Extracted data entries:
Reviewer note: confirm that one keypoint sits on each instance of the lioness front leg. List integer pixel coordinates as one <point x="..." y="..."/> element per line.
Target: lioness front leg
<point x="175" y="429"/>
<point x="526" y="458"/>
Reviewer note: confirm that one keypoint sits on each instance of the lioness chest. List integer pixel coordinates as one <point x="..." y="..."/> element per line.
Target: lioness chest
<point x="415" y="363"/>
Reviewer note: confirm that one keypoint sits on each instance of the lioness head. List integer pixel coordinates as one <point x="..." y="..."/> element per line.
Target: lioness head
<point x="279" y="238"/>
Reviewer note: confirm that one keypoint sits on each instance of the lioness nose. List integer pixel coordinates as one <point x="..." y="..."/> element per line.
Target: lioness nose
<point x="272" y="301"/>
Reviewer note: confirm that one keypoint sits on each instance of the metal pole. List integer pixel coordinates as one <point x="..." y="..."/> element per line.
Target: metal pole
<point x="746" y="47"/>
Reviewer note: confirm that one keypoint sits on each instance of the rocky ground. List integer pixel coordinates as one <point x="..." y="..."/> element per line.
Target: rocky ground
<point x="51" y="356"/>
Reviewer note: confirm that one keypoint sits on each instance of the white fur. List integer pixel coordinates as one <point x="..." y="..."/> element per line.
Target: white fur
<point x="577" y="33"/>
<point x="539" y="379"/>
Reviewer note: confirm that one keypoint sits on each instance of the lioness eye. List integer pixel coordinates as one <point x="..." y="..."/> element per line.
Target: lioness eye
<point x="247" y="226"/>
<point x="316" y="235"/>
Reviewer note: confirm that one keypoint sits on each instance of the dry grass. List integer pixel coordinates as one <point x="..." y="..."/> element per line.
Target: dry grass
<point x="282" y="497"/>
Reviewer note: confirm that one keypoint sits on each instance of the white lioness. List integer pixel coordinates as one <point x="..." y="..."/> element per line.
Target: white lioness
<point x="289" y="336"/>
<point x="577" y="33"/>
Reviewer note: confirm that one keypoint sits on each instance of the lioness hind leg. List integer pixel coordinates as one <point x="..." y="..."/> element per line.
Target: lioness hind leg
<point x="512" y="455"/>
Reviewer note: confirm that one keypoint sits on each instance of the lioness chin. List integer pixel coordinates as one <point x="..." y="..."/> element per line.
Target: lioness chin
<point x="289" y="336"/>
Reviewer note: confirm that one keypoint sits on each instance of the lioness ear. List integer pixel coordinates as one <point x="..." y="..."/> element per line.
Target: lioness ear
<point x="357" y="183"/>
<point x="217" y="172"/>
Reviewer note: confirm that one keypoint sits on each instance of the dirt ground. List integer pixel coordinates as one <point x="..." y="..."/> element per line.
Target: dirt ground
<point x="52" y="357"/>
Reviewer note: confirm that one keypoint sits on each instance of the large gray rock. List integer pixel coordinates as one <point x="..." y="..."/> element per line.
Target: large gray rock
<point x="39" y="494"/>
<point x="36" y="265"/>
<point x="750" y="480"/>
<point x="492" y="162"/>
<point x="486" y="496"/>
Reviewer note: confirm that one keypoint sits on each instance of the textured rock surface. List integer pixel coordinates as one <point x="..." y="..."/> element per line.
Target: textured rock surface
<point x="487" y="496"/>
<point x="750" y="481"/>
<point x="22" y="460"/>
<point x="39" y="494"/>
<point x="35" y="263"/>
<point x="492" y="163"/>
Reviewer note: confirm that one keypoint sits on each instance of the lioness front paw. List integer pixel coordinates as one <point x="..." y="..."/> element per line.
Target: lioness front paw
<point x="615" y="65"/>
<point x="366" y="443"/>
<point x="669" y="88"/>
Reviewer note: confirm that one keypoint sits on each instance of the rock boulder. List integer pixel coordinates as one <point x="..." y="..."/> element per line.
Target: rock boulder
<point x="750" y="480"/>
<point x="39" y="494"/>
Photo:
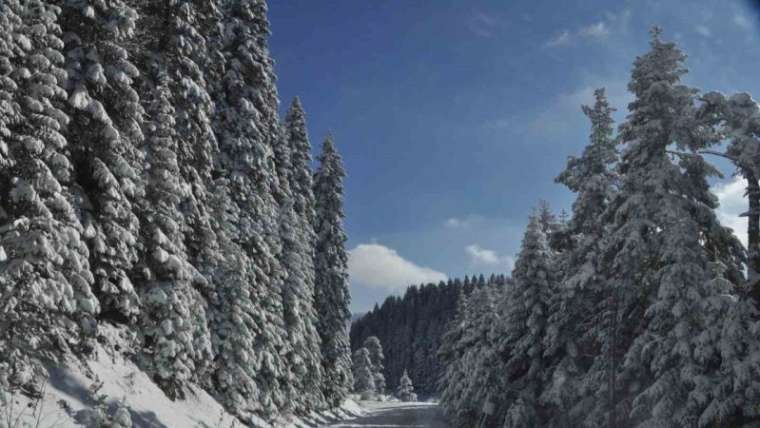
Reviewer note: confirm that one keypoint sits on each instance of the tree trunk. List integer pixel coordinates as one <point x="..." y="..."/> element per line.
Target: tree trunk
<point x="612" y="332"/>
<point x="753" y="233"/>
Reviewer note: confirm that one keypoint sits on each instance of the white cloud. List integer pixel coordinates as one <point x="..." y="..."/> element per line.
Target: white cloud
<point x="560" y="39"/>
<point x="564" y="113"/>
<point x="742" y="22"/>
<point x="463" y="222"/>
<point x="703" y="30"/>
<point x="732" y="203"/>
<point x="377" y="266"/>
<point x="597" y="30"/>
<point x="480" y="256"/>
<point x="483" y="25"/>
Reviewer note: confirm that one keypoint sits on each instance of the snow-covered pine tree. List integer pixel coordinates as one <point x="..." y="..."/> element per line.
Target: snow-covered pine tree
<point x="293" y="159"/>
<point x="581" y="320"/>
<point x="737" y="119"/>
<point x="474" y="374"/>
<point x="376" y="357"/>
<point x="331" y="281"/>
<point x="172" y="314"/>
<point x="520" y="337"/>
<point x="247" y="130"/>
<point x="104" y="135"/>
<point x="451" y="354"/>
<point x="364" y="380"/>
<point x="235" y="321"/>
<point x="45" y="281"/>
<point x="673" y="265"/>
<point x="405" y="390"/>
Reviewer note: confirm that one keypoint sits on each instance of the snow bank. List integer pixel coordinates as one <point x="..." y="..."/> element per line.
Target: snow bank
<point x="112" y="382"/>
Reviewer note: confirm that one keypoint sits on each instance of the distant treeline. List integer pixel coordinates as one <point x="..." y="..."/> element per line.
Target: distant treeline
<point x="410" y="329"/>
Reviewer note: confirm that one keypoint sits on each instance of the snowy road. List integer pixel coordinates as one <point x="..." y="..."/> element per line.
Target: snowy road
<point x="388" y="415"/>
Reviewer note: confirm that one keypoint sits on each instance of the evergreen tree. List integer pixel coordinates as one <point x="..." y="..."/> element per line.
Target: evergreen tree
<point x="297" y="232"/>
<point x="521" y="336"/>
<point x="48" y="306"/>
<point x="247" y="131"/>
<point x="672" y="263"/>
<point x="364" y="381"/>
<point x="172" y="315"/>
<point x="406" y="389"/>
<point x="104" y="133"/>
<point x="582" y="316"/>
<point x="376" y="357"/>
<point x="331" y="281"/>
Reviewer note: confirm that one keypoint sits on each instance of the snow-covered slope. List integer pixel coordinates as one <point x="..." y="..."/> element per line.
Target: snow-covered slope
<point x="112" y="389"/>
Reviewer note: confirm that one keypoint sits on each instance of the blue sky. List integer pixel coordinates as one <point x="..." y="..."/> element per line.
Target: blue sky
<point x="454" y="117"/>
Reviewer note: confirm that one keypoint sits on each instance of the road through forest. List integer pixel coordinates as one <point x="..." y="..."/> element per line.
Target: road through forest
<point x="386" y="415"/>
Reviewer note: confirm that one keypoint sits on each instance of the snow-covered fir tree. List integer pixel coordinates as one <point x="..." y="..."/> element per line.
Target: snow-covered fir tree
<point x="376" y="357"/>
<point x="519" y="338"/>
<point x="405" y="390"/>
<point x="105" y="107"/>
<point x="172" y="313"/>
<point x="331" y="282"/>
<point x="473" y="375"/>
<point x="247" y="131"/>
<point x="297" y="257"/>
<point x="48" y="307"/>
<point x="675" y="263"/>
<point x="582" y="310"/>
<point x="364" y="379"/>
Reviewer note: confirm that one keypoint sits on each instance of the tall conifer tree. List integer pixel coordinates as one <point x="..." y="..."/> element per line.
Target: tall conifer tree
<point x="331" y="281"/>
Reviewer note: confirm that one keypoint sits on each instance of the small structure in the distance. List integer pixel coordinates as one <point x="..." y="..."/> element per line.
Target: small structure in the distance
<point x="405" y="390"/>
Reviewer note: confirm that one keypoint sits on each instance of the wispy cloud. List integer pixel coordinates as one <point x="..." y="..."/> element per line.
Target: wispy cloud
<point x="703" y="30"/>
<point x="480" y="256"/>
<point x="599" y="30"/>
<point x="564" y="114"/>
<point x="732" y="204"/>
<point x="483" y="24"/>
<point x="742" y="21"/>
<point x="377" y="266"/>
<point x="560" y="39"/>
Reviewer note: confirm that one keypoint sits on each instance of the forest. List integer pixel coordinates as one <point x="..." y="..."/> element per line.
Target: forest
<point x="641" y="310"/>
<point x="156" y="209"/>
<point x="411" y="327"/>
<point x="148" y="183"/>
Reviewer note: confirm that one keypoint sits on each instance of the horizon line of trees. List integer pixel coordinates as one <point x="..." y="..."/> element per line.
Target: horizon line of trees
<point x="147" y="181"/>
<point x="411" y="326"/>
<point x="637" y="311"/>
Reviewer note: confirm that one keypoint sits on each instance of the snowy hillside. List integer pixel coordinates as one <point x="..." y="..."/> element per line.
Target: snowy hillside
<point x="112" y="389"/>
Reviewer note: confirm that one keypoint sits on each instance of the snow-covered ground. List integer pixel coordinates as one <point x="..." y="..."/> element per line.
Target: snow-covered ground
<point x="73" y="392"/>
<point x="396" y="414"/>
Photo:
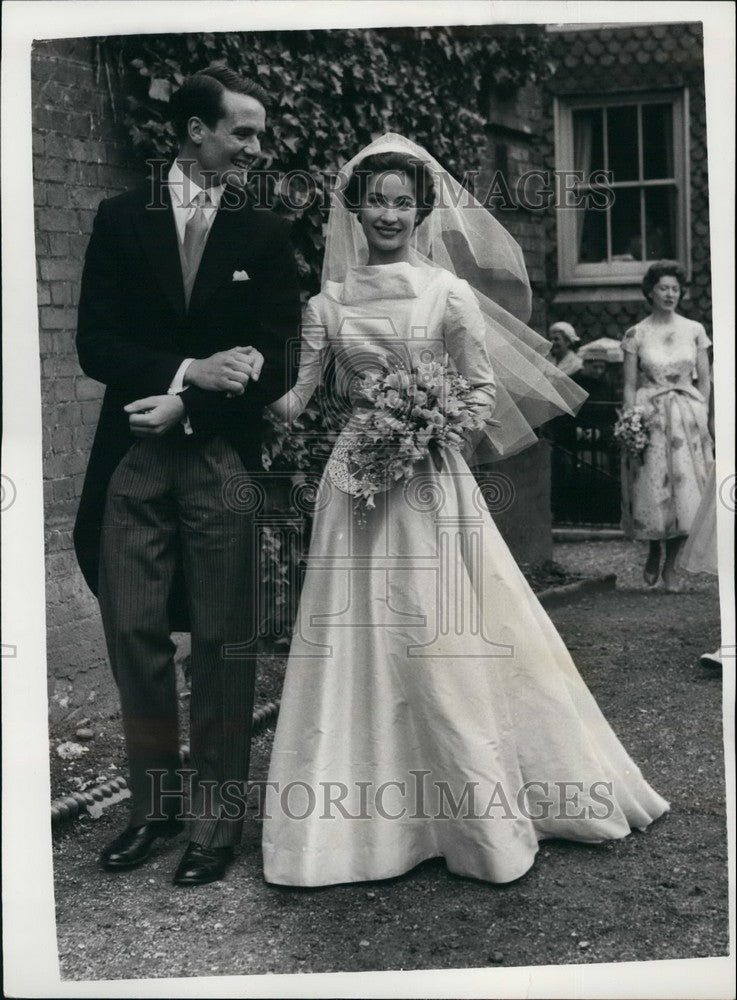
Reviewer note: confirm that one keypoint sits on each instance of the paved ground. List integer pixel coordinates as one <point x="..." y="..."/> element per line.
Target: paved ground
<point x="657" y="895"/>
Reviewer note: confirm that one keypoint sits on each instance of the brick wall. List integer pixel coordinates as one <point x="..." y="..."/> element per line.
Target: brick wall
<point x="79" y="158"/>
<point x="643" y="57"/>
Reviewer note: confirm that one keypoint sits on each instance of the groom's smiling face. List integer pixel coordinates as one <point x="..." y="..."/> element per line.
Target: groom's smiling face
<point x="228" y="148"/>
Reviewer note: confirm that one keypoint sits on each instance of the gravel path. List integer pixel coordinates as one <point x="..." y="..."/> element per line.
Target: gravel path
<point x="655" y="895"/>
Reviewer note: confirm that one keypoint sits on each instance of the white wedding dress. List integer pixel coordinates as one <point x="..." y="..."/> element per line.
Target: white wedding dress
<point x="430" y="708"/>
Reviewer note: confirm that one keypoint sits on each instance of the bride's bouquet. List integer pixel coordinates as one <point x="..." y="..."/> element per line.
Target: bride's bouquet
<point x="402" y="417"/>
<point x="632" y="430"/>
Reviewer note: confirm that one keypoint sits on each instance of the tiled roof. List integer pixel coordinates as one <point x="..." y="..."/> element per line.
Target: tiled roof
<point x="605" y="59"/>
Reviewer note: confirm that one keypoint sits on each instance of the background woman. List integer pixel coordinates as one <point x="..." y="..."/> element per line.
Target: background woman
<point x="565" y="343"/>
<point x="666" y="371"/>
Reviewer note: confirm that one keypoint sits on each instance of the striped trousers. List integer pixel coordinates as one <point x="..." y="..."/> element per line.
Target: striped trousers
<point x="165" y="504"/>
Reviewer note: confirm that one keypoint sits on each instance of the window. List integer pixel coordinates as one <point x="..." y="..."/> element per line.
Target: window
<point x="640" y="141"/>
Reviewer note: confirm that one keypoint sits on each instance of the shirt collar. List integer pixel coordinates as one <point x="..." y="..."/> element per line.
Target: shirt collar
<point x="184" y="190"/>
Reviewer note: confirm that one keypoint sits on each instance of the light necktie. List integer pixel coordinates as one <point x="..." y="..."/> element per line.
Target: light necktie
<point x="195" y="238"/>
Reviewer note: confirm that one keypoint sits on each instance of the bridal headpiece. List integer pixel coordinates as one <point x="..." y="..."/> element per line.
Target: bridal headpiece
<point x="461" y="236"/>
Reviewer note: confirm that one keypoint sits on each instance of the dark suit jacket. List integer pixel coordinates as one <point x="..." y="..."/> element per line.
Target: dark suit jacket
<point x="134" y="332"/>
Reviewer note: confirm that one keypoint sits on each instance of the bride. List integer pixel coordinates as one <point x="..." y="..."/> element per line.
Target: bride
<point x="430" y="709"/>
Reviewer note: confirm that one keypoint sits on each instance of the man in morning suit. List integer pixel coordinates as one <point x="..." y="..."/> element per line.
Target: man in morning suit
<point x="189" y="297"/>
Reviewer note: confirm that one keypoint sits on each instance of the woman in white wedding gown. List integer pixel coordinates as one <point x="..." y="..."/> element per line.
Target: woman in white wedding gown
<point x="430" y="709"/>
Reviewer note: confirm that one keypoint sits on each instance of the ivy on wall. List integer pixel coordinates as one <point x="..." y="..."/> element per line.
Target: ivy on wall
<point x="335" y="91"/>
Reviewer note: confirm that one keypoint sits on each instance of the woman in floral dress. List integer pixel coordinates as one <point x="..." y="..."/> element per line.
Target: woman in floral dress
<point x="666" y="371"/>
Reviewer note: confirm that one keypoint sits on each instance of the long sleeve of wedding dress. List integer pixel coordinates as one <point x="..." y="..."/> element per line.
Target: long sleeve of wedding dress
<point x="313" y="345"/>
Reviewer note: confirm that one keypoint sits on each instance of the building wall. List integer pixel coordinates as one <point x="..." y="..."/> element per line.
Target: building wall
<point x="604" y="61"/>
<point x="79" y="157"/>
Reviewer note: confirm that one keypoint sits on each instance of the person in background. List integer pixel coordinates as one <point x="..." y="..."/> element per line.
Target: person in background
<point x="662" y="487"/>
<point x="565" y="341"/>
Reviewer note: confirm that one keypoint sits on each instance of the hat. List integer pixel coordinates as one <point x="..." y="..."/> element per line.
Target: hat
<point x="567" y="330"/>
<point x="603" y="349"/>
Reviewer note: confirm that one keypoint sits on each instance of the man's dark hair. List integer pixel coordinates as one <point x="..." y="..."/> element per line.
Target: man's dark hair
<point x="663" y="269"/>
<point x="201" y="96"/>
<point x="378" y="163"/>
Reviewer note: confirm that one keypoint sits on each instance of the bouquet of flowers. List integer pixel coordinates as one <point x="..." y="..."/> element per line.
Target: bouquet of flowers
<point x="632" y="430"/>
<point x="402" y="417"/>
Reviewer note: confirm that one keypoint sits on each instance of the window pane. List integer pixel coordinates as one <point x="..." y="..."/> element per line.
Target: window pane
<point x="591" y="235"/>
<point x="660" y="222"/>
<point x="588" y="140"/>
<point x="626" y="235"/>
<point x="622" y="141"/>
<point x="657" y="138"/>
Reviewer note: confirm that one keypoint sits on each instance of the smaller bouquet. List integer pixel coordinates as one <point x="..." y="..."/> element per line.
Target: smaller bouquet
<point x="632" y="430"/>
<point x="402" y="417"/>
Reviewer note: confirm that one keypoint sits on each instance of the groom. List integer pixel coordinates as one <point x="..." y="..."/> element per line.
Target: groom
<point x="189" y="296"/>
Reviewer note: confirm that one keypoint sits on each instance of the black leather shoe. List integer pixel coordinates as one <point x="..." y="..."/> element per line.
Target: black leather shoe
<point x="134" y="845"/>
<point x="200" y="865"/>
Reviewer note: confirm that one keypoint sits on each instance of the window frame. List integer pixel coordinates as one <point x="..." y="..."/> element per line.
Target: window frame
<point x="621" y="273"/>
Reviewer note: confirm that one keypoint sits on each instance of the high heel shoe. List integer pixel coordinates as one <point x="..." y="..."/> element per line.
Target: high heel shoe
<point x="650" y="578"/>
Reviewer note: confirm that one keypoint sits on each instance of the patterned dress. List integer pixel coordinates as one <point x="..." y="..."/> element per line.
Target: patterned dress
<point x="662" y="489"/>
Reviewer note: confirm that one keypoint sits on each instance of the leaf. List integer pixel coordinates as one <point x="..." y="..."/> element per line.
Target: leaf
<point x="159" y="89"/>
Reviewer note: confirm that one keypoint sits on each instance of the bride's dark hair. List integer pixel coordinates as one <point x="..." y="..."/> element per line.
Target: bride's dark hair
<point x="393" y="162"/>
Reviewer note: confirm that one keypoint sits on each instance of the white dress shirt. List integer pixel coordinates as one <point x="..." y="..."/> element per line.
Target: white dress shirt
<point x="183" y="192"/>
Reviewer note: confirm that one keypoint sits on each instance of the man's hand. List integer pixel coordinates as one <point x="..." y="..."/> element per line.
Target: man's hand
<point x="154" y="415"/>
<point x="228" y="371"/>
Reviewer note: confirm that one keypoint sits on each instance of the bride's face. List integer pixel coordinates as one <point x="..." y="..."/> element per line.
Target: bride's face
<point x="388" y="216"/>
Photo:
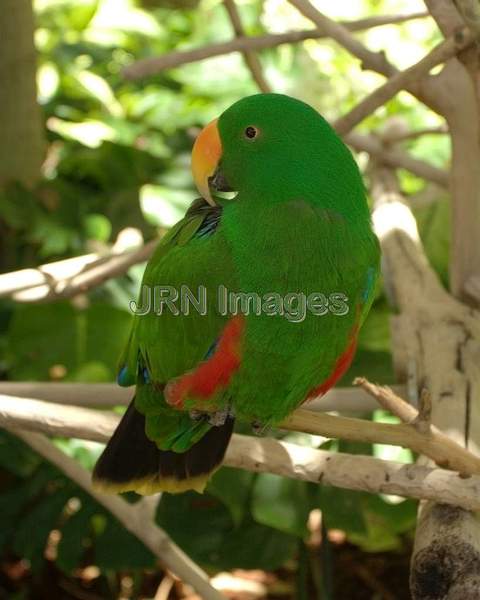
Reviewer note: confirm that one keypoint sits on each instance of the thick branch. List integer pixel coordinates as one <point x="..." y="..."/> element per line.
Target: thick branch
<point x="443" y="52"/>
<point x="150" y="66"/>
<point x="375" y="61"/>
<point x="107" y="395"/>
<point x="251" y="59"/>
<point x="137" y="518"/>
<point x="281" y="458"/>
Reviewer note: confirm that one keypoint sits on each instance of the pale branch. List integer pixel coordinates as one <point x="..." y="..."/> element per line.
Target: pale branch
<point x="470" y="11"/>
<point x="267" y="455"/>
<point x="251" y="59"/>
<point x="75" y="422"/>
<point x="411" y="134"/>
<point x="376" y="61"/>
<point x="71" y="277"/>
<point x="442" y="337"/>
<point x="107" y="395"/>
<point x="445" y="14"/>
<point x="17" y="281"/>
<point x="440" y="54"/>
<point x="150" y="66"/>
<point x="472" y="288"/>
<point x="437" y="446"/>
<point x="138" y="518"/>
<point x="397" y="158"/>
<point x="458" y="99"/>
<point x="419" y="419"/>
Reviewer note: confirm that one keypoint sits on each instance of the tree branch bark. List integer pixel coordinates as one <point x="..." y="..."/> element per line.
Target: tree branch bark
<point x="251" y="59"/>
<point x="150" y="66"/>
<point x="441" y="337"/>
<point x="137" y="518"/>
<point x="22" y="140"/>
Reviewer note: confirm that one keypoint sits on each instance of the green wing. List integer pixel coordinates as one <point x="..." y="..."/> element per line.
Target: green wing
<point x="192" y="260"/>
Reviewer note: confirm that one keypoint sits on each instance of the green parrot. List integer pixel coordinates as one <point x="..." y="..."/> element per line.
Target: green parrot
<point x="257" y="299"/>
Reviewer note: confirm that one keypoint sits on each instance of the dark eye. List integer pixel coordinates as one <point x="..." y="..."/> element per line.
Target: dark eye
<point x="251" y="132"/>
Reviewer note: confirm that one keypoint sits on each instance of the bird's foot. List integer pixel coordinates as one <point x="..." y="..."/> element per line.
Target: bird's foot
<point x="258" y="427"/>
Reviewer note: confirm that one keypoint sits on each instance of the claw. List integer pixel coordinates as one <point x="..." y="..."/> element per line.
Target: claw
<point x="258" y="427"/>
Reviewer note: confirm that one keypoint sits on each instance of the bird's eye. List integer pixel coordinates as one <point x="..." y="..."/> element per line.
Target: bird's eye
<point x="251" y="132"/>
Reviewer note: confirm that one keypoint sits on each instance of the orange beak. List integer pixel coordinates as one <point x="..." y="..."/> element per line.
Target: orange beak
<point x="206" y="154"/>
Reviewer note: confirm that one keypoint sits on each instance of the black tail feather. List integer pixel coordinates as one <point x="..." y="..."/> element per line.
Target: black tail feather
<point x="131" y="461"/>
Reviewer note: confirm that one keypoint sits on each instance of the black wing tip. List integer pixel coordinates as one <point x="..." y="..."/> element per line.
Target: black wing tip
<point x="132" y="462"/>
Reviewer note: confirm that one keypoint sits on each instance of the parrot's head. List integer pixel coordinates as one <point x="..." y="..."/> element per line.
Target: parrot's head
<point x="278" y="148"/>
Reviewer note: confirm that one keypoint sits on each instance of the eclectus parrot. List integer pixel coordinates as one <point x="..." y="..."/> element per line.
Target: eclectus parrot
<point x="298" y="228"/>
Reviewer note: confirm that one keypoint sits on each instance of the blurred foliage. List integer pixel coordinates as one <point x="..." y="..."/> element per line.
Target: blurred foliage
<point x="118" y="156"/>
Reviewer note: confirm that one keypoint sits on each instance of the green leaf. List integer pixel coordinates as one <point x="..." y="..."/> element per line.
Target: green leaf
<point x="281" y="503"/>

▶ _Instructions to follow_: Arrange the lines of the listing from the line containing "the green leaf." through the end of the listing as a JSON list of strings, one string per line and blank lines omitted.

▶ _Expected answer_:
[
  "Reviewer note: confirm that one keypoint sits on each instance of the green leaf. List integer pixel coordinates as one <point x=\"...\" y=\"...\"/> element per line.",
  "Target: green leaf",
  "<point x=\"281\" y=\"503\"/>"
]